**Document excerpt:**
My top line review is that The Last Jedi is a good movie, both on its own and in the greater Star Wars mythos. It’s not without its flaws, though many of them are imposed on it by having to clean up The Force Awakens’ messes, whereas Episode VIII largely manages to deliver cool moments alongside fully realized character arcs, and without screwing things up for whoever gets tasked with bringing this trilogy to a close. It’s pretty good y’all, I suggest it.
NOW. Time for the nitty gritty.
Actual Arcs, From Characters New & Old
The area in which The Force Awakens did so well—and that Rogue One failed so utterly—was with its characters. It’s the chief saving grace of EpVII in my book. Rey, Finn, and Poe were all already great characters by the time they got to this movie, and EpVIII did us a solid of giving arc to each of them, as well as to Rose, Luke, and Kylo. That’s a lot going on in one movie, and while it did feel overstuffed at times, each arc was fully realized.
Probably my favorite was Luke’s arc, though largely because of how good Mark Hamill’s performance was as a grumpy, crotchety, jaded old miser of a washed up Jedi master. He sold that really well, and while it was perhaps the most obvious redemption arc (idealistic young trainee redeems the cynical old master), it’s an oldie and a goodie for a reason. Plus getting to see Luke play the cocksure legend as he brushed off his shoulder was GREAT. Hah!
Rose and Kylo had the other two stellar arc. Though now that I think of it, Rose’s was more of an exploration of a new character, as opposed to a development and/or change in that character. Not that she didn’t have growth—she went from despairing that Finn wasn’t the hero she thought he was, to not only pushing him along his redemptive arc, but also taking her own place among that pantheon of heroes, and clearly feeling like she deserved to be there (or just was going to do it anyway because there was no more time to be starstruck, which, you know, fair)—but even some of the arcs that I didn’t jive on so much had more movement. Probably I was just fooled by Kelly Marie Tran’s superb performance. I’m going to be saying that a lot, I feel.
Kylo Ren—well. Adam Driver delivered a phenomenal performance as well (see?), Disney really found the perfect star to play this boiling font of frequently impotent rage, or maybe they matched the character to his acting abilities. Either way, seeing Kylo’s decision to destroy everything from the past takes Star Wars into new waters, away from the traditional “Kill the Jedi, build an Empire” villain motivations. Finn and Poe both had good arcs as well, Poe’s especially allowed him to support a whole B plot on his own, but I’ve prattled on enough for now.

**Instructions for the task:** Transcribe word for word the part of the Last Jedi review starting at "My top line" and ending at "I suggest it.".

**Given information:**

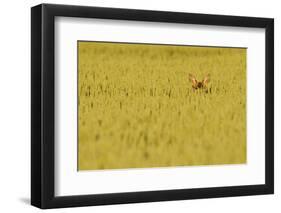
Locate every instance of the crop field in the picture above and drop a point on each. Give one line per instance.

**Correct response:**
My top line review is that The Last Jedi is a good movie, both on its own and in the greater Star Wars mythos. It’s not without its flaws, though many of them are imposed on it by having to clean up The Force Awakens’ messes, whereas Episode VIII largely manages to deliver cool moments alongside fully realized character arcs, and without screwing things up for whoever gets tasked with bringing this trilogy to a close. It’s pretty good y’all, I suggest it.